Best Transcoder Hardware under 1k

I am looking for the ultimate transcoding hardware for under $1000. I already have a NAS with plenty of storage, but when I have more than one transcode running the server can’t keep up. I don’t want to have to commit to a single media format so I think I just need to buy/build something that will take care of it for me. I have looked at this NUC Config but I have never used one and don’t know if it will meet my needs.

I’m comfortable building a system but would like people’s input on what would be the best for my money. I’m looking to keep it under $1000, but could go a bit over if the performance gain is significant.

Have you considered the benefits that arise from re-coding your media to permit DirectPlay?

I have looked into it, but it isn’t an appealing solution for me. I currently only have one system with a CPU powerful enough to convert the library in a semi-reasonable amount of time. The problem is that is the system that is currently my Plex Server. If I were to have that system reencode my library it wouldn’t have enough power left to support a single transcode stream.

I’m hoping to have a mixed approach by purchasing or building a new server that can handle any on the fly transcoding required while my current server is re-purposed to optimize my library in the background.

You already have a Windows PC of some relatively recent vintage? Something with an i5 or better processor?

That combined with something like Handbrake would be the faster way of doing re-encoding. It could presumably be scripted so and so wouldn’t be a lot of manual effort.

Yeah, you can throw hardware into a new PMS server (something with a high Passmark) but with re-encoding you could likely keep your existing PMS installation on the NAS and not have to deal with the database migration consequences.

The best transcoder power right now you’ll get with CPU’s which have a high clock rate.
Or to put it another way: if you have several cpu contenders with comparable overall passmark score, then pick the cpu which has less cores but higher ‘single thread rating’.

Here’s a bulletproof Handbrake Guide written with Direct Play on Plex in mind:
https://forums.plex.tv/discussion/comment/1335697/#Comment_1335697

Plex’s ‘Transcoder’ isn’t the brightest bulb on the tree, but if you Handbrake Direct Play Versions that make you happy, you don’t have to suffer through whatever Plex decides is best - and gets it wrong most of the time.

Your ‘Not A Server’ can deliver as many Direct Play streams as you have bandwidth for… probably… and it’s paid for… probably.

Once you find those magic settings that work across your devices (pretty easy, actually) you can keep dropping items on Handbrake and keep Adding Them To The Queue. The sooner you get started the sooner you get done, but if you never get started you’re out $1000 and still have to suffer through Plex’s Transcoder Dumbness Issues.

I have an I7 Skull NUC as my PMS server with a NAS for my storage.
Skull + 250 SSD + 16 gb = $800 ish
Most of my media is coded to stream to most clients with no transcoding.
I have had 7 connectios at one time with the Skull CPU only bouncing upto 20%

This should not be hard, considering my entire unified NAS+PMS box was under $800 sans hard drives, and has more than enough power for several simultaneous 1080P transcodes.

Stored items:
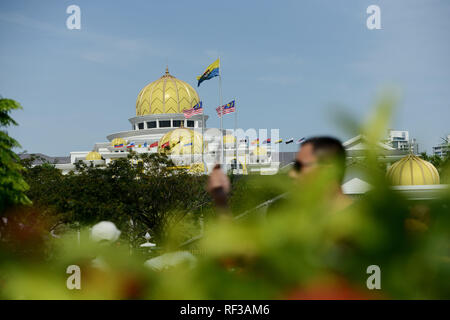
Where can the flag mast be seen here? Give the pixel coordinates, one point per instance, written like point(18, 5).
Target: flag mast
point(235, 136)
point(221, 116)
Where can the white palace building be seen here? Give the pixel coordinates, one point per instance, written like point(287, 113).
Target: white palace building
point(160, 126)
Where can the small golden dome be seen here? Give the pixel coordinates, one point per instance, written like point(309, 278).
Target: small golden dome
point(259, 151)
point(181, 141)
point(118, 141)
point(229, 139)
point(412, 170)
point(166, 95)
point(93, 155)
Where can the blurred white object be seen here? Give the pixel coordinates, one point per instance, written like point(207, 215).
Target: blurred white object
point(105, 230)
point(147, 244)
point(172, 259)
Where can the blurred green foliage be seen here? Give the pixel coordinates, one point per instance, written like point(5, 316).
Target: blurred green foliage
point(12, 185)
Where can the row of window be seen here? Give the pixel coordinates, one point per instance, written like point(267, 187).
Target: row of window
point(166, 124)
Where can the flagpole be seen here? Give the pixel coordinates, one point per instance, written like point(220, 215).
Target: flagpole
point(221, 116)
point(203, 140)
point(235, 135)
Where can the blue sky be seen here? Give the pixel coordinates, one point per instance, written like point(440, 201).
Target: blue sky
point(289, 64)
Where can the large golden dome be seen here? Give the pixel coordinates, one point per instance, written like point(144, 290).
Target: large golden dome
point(166, 95)
point(412, 170)
point(181, 141)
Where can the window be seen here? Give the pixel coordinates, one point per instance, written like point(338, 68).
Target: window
point(164, 123)
point(177, 123)
point(151, 124)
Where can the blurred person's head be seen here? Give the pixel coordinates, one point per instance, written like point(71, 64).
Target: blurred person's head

> **Challenges**
A: Please answer these questions about the discussion of transcoding hardware:
(i) What dollar amount does the original poster hope to stay under?
(ii) According to one reply, what kind of CPU gives the best transcoder power right now?
(iii) How many connections at one time does the owner of the i7 Skull NUC report having had?
B: Carry on the discussion of transcoding hardware from its final sentence.
The stored items play no part in this work.

> **Written answers**
A:
(i) $1000
(ii) CPUs with a high clock rate
(iii) 7

B:
If you’re considering at all converting your media check out the scripts in my sig/thread. You could run them on your Server as a low priority. So anything else on the box such as Plex would get first access to the CPU. Essentially it would just convert things in the background.

If you real-time transcode via Plex you’ll never get the same quality you can get with a finely tuned conversion.

Just saying,
Carlo

PS you should not have a problem building/purchasing a computer to run Plex on for $1K.

@sap995 said:
I am looking for the ultimate transcoding hardware for under $1000. I already have a NAS with plenty of storage, but when I have more than one transcode running the server can’t keep up. I don’t want to have to commit to a single media format so I think I just need to buy/build something that will take care of it for me. I have looked at this NUC Config but I have never used one and don’t know if it will meet my needs.

I’m comfortable building a system but would like people’s input on what would be the best for my money. I’m looking to keep it under $1000, but could go a bit over if the performance gain is significant.

How many clients are you wanting to support?
Are these clients all in house or are there quite a few remote users?

If all your streaming was in your home, I’d look at buying better plex clients that could DIRECTPLAY anything and avoid having to buy server hardware to support transcoding.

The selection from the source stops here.